Write the records out again, precisely as they stand.

---*---

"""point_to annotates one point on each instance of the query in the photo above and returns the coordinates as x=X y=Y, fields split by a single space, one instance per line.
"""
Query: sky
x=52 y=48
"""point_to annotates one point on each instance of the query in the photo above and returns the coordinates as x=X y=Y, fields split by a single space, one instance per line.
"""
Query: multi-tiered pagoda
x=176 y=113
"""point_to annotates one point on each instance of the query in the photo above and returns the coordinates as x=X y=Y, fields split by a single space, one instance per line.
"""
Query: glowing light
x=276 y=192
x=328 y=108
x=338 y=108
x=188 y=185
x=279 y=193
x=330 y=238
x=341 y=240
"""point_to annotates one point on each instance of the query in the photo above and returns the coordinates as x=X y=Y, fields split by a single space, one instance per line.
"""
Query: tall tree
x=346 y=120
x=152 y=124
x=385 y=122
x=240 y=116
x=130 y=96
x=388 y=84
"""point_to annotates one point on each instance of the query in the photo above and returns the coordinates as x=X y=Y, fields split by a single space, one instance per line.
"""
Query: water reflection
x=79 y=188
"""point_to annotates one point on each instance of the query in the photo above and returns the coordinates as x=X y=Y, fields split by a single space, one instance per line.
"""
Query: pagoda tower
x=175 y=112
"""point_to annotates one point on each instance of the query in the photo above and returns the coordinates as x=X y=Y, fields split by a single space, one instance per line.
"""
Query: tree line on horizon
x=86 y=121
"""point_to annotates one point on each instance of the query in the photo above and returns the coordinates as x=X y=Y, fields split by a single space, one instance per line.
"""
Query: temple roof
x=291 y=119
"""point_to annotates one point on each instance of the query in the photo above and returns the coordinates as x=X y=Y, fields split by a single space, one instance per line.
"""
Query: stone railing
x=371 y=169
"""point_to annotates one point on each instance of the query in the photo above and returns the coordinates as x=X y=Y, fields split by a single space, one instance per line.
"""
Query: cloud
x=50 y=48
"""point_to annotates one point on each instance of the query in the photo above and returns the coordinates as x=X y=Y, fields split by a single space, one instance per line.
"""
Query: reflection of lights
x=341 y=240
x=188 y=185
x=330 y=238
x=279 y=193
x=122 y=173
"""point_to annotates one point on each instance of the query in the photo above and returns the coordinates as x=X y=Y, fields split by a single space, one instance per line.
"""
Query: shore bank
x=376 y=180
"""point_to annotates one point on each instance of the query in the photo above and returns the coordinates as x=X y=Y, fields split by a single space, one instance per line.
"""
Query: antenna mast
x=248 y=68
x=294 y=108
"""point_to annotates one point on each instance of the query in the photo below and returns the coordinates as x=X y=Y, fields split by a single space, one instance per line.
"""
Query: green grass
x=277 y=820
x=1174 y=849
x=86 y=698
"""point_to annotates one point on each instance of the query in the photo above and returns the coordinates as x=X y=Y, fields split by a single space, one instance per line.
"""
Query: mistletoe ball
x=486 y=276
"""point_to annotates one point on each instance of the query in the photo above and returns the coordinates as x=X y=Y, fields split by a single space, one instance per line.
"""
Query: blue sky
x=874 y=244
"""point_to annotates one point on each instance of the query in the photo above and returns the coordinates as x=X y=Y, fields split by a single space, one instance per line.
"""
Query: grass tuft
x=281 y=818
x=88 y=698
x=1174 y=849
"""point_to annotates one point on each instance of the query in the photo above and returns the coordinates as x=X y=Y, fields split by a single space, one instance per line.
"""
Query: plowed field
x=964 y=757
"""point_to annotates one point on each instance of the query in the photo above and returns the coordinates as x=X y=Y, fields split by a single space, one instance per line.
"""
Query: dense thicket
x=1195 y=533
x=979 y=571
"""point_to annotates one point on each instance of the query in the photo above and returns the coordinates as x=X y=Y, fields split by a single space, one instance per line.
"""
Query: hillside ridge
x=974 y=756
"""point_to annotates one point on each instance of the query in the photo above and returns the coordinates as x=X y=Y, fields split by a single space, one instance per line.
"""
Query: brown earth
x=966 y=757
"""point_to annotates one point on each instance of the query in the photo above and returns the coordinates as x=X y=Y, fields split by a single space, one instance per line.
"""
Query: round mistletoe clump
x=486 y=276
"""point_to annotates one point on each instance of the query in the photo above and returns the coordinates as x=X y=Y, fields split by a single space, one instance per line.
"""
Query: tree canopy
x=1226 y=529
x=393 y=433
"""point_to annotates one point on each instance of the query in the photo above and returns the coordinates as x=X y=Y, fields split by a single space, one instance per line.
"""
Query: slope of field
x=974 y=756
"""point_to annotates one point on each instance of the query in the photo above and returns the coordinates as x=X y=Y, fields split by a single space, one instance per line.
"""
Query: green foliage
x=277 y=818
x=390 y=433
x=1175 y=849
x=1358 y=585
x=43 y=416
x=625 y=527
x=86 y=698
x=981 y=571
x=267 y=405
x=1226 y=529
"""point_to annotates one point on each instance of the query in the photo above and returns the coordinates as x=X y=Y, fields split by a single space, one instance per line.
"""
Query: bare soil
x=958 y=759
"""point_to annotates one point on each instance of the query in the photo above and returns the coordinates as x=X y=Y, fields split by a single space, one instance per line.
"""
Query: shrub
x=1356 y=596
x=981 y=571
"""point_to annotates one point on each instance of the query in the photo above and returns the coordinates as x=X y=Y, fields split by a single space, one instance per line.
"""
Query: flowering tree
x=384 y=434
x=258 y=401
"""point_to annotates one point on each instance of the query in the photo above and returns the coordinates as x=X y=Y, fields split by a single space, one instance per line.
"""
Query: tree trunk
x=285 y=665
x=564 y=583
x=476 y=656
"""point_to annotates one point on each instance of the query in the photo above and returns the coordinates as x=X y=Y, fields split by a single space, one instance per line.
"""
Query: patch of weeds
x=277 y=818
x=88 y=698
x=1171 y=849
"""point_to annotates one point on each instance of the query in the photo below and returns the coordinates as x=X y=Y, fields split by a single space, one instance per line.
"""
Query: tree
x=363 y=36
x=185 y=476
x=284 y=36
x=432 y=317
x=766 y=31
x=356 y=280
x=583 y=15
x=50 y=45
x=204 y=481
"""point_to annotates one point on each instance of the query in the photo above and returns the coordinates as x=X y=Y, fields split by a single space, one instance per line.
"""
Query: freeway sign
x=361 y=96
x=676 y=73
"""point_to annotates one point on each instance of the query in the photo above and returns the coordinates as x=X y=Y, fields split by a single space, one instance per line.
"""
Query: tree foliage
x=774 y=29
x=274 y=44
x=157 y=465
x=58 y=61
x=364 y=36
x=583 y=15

---*---

COMPLETED TASK:
"""point_to annotates one point on each instance of the query in the photo above and returns the coordinates as x=X y=Y, fields split by a single space, one instance per line.
"""
Query: sky
x=52 y=48
"""point_to annotates one point on each instance of the query in the photo above and returns the coordinates as x=X y=Y, fields split by a single space, one instance per line.
"""
Query: multi-tiered pagoda
x=176 y=113
"""point_to annotates one point on each instance of the query in the photo above and returns the coordinates as x=X y=Y, fields split by a single space, one instance per line.
"""
Query: glowing light
x=276 y=192
x=328 y=108
x=338 y=108
x=188 y=185
x=279 y=193
x=330 y=238
x=341 y=240
"""point_to annotates one point on each instance of the query in the photo above and returns the coordinates as x=X y=Y, fields split by a single space, one instance per line.
"""
Query: tall tree
x=346 y=120
x=152 y=124
x=385 y=122
x=240 y=116
x=130 y=96
x=388 y=84
"""point_to annotates one point on each instance of the query in the photo above and returns the coordinates as x=X y=Y, fields split by a single space, one instance per line.
"""
Query: water reflection
x=79 y=188
"""point_to annotates one point on each instance of the query in the photo above and returns the coordinates as x=X y=Y, fields split by a single space, one instance per line.
"""
Query: pagoda tower
x=175 y=112
"""point_to annotates one point on each instance of the query in the photo above and returns the coordinates as x=X y=Y, fields split by a single space, one instance per line.
"""
Query: tree line on horizon
x=86 y=121
"""point_to annotates one point on each instance of the query in the photo above and returns the coordinates as x=X y=Y, fields split by a single space, one instance per line.
"""
Query: temple roof
x=291 y=119
"""point_to annotates one point on each instance of the query in the photo above and returns the coordinates as x=X y=Y, fields split by a single space, one instance per line.
"""
Query: stone railing
x=371 y=169
"""point_to annotates one point on each instance of the query in the photo above and returns the coordinates as x=X y=Y, fields split by a single space, one instance per line.
"""
Query: cloud
x=50 y=48
"""point_to annotates one point on each instance of the query in the photo above and returns the coordinates as x=X y=Y, fields split by a single space, one instance per line.
"""
Query: reflection of lights
x=341 y=240
x=188 y=185
x=330 y=238
x=279 y=193
x=122 y=173
"""point_to annotates one point on each instance of the query in the photo above and returns the coordinates as x=X y=Y, fields split by a single space, one instance per line.
"""
Query: shore bank
x=376 y=180
"""point_to annotates one point on each instance of the query in the photo above and returns the coordinates as x=X y=Y, fields split by a single space, one instance per line.
"""
Query: antenna mast
x=248 y=68
x=294 y=108
"""point_to annotates one point on each instance of the query in the photo below and returns the coordinates as x=X y=Y, fields split by a single space, one instance per line.
"""
Query: green grass
x=277 y=820
x=1174 y=849
x=86 y=698
"""point_to annotates one point on each instance of the query in the photo above and returns the coordinates as x=X y=Y, fields split by a single space, one instance per line.
"""
Query: mistletoe ball
x=486 y=276
"""point_to annotates one point on each instance of the query in the photo above and returns the coordinates as x=X y=Y, fields split by a single space, one instance per line.
"""
Query: blue sky
x=874 y=244
"""point_to annotates one point on each instance of the query in the photo above and returns the coordinates as x=X y=Y, fields split by a single space, one instance per line.
"""
Query: grass tuft
x=281 y=818
x=88 y=698
x=1174 y=849
"""point_to annotates one point on each instance of the query in the photo above and returns the coordinates as x=X y=Y, fields split by a single space, one instance per line.
"""
Query: plowed field
x=964 y=757
"""point_to annotates one point on each instance of the query in the photo above and returns the coordinates as x=X y=Y, fields split by a single space, one instance per line.
"""
Query: dense thicket
x=1195 y=533
x=979 y=571
"""point_to annotates one point on each instance of the query in the photo above and returns the coordinates as x=X y=Y, fields split by a single space, one instance per line.
"""
Query: hillside ridge
x=974 y=756
"""point_to annotates one point on each instance of the query in the photo above and returns the coordinates as x=X y=Y, fields split by a single space, one instance per line.
"""
Query: brown earth
x=966 y=757
"""point_to annotates one point on each instance of the query in the photo above and returns the coordinates as x=X y=Y, fields split by a single space, one instance per line.
"""
Query: round mistletoe clump
x=486 y=276
"""point_to annotates one point on each instance of the query in the photo above and returns the coordinates as x=X y=Y, fields split by a single space, one instance per line.
"""
Query: tree canopy
x=1226 y=529
x=393 y=433
"""point_to annotates one point on each instance of the query in the photo above and returns the coordinates as x=X y=Y, fields split by a single space, one instance per line.
"""
Query: slope of field
x=974 y=756
"""point_to annotates one point on each instance of the query in the photo above and returns the coordinates as x=X y=Y, fields split by a single space, one instance per line.
"""
Query: green foliage
x=277 y=818
x=390 y=433
x=1175 y=849
x=1358 y=585
x=43 y=416
x=625 y=527
x=86 y=698
x=981 y=571
x=267 y=405
x=1226 y=529
"""point_to annotates one point on each instance of the query in the photo above and returns the coordinates as x=X y=Y, fields split by a single space, one instance per line.
"""
Query: bare soil
x=958 y=759
"""point_to annotates one point on each instance of the query in the photo above and returns the coordinates as x=X y=Y, fields split by a single space, one instance per line.
"""
Query: shrub
x=1356 y=596
x=981 y=571
"""point_to annotates one point on each instance of the query in the photo above and returns the coordinates as x=X y=Y, fields split by a single space, one instance per line.
"""
Query: flowering tree
x=384 y=434
x=258 y=401
"""point_to annotates one point on each instance of the query in the photo above and returns the coordinates as x=X y=Y, fields split by a single space, one instance per line.
"""
Query: tree trunk
x=285 y=665
x=564 y=583
x=476 y=656
"""point_to annotates one point on each instance of the query in the photo above and returns the coordinates as x=X y=Y, fields split by a single space, one instance per line.
"""
Query: patch of weeds
x=277 y=818
x=88 y=698
x=1171 y=849
"""point_to annotates one point on each instance of the query in the photo below and returns the coordinates as x=X y=Y, fields split by a single space, one instance per line.
"""
Query: tree
x=363 y=36
x=185 y=476
x=284 y=36
x=432 y=317
x=766 y=31
x=356 y=280
x=583 y=15
x=50 y=45
x=204 y=481
"""point_to annotates one point on each instance of the query in the photo above and returns the coordinates as x=X y=Y, fields split by a single space, one instance per line.
"""
Query: freeway sign
x=361 y=96
x=676 y=73
"""point_to annotates one point on each instance of the query in the photo above and returns the coordinates as x=X y=Y, fields split by a single space, one instance per line.
"""
Query: tree foliage
x=774 y=29
x=274 y=44
x=157 y=465
x=58 y=61
x=364 y=36
x=583 y=15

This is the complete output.